• **Documento de origem**:
+++++

1. Nesta primeira Audiência geral do novo ano, detenhamo-nos para meditar o célebre hino cristológico contido na Carta aos Colossenses, que é como que o solene umbral de ingresso deste rico texto paulino e também um umbral de entrada neste ano. O Hino proposto à nossa reflexão é contextualizado por uma ampla fórmula de acção de graças (cf.
Col 1,3 Col 1,12-14). Ela ajuda-nos a criar a atmosfera espiritual para viver bem estes primeiros dias de 2006, assim como o nosso caminho ao longo de todo o arco do novo ano (cf. Col 1,15-20).

O louvor do Apóstolo, e também nosso, eleva-se a "Deus, Pai do Senhor nosso Jesus Cristo" (Col 1,3), fonte da salvação que é descrita negativamente como "libertação do poder das trevas" (Col 1,13), ou seja, como "redenção e remissão dos pecados" (Col 1,14). Depois, ela é reproposta positivamente como "participar na herança dos cristãos, na luz" (Col 1,12) e como entrada "no Reino do seu Filho amado" (Col 1,13).

2. Nesta altura, abre-se o grande e denso Hino, que tem Cristo no centro, do qual é exaltado o primado e a obra, tanto na criação como na história da redenção (cf. Col 1,15-20). Portanto, são dois os movimentos do cântico. No primeiro, Cristo é apresentado como o primogénito de toda a criação, Cristo, "anterior a qualquer criatura" (Col 1,15). De facto, Ele é a "imagem do Deus invisível", e esta expressão tem toda a força que o "ícone" encontra na cultura do Oriente: realça-se não tanto a semelhança, como a profunda intimidade com o sujeito representado.

+++++

• **Bloco de dados**:
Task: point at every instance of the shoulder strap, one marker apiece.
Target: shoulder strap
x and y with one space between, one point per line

+++++

• **Partes do exercício**:
(a) Reescreva o trecho do documento de origem entre "1. Nesta primeira" e "ano (cf. Col 1,15-20).", inclusive, substituindo "umbral" por "limiar".
(b) Segundo o documento de origem, em que carta está contido o célebre hino cristológico?

• **Respostas por tarefa**:
(a)
1. Nesta primeira Audiência geral do novo ano, detenhamo-nos para meditar o célebre hino cristológico contido na Carta aos Colossenses, que é como que o solene limiar de ingresso deste rico texto paulino e também um limiar de entrada neste ano. O Hino proposto à nossa reflexão é contextualizado por uma ampla fórmula de acção de graças (cf.
Col 1,3 Col 1,12-14). Ela ajuda-nos a criar a atmosfera espiritual para viver bem estes primeiros dias de 2006, assim como o nosso caminho ao longo de todo o arco do novo ano (cf. Col 1,15-20).

(b) Na Carta aos Colossenses.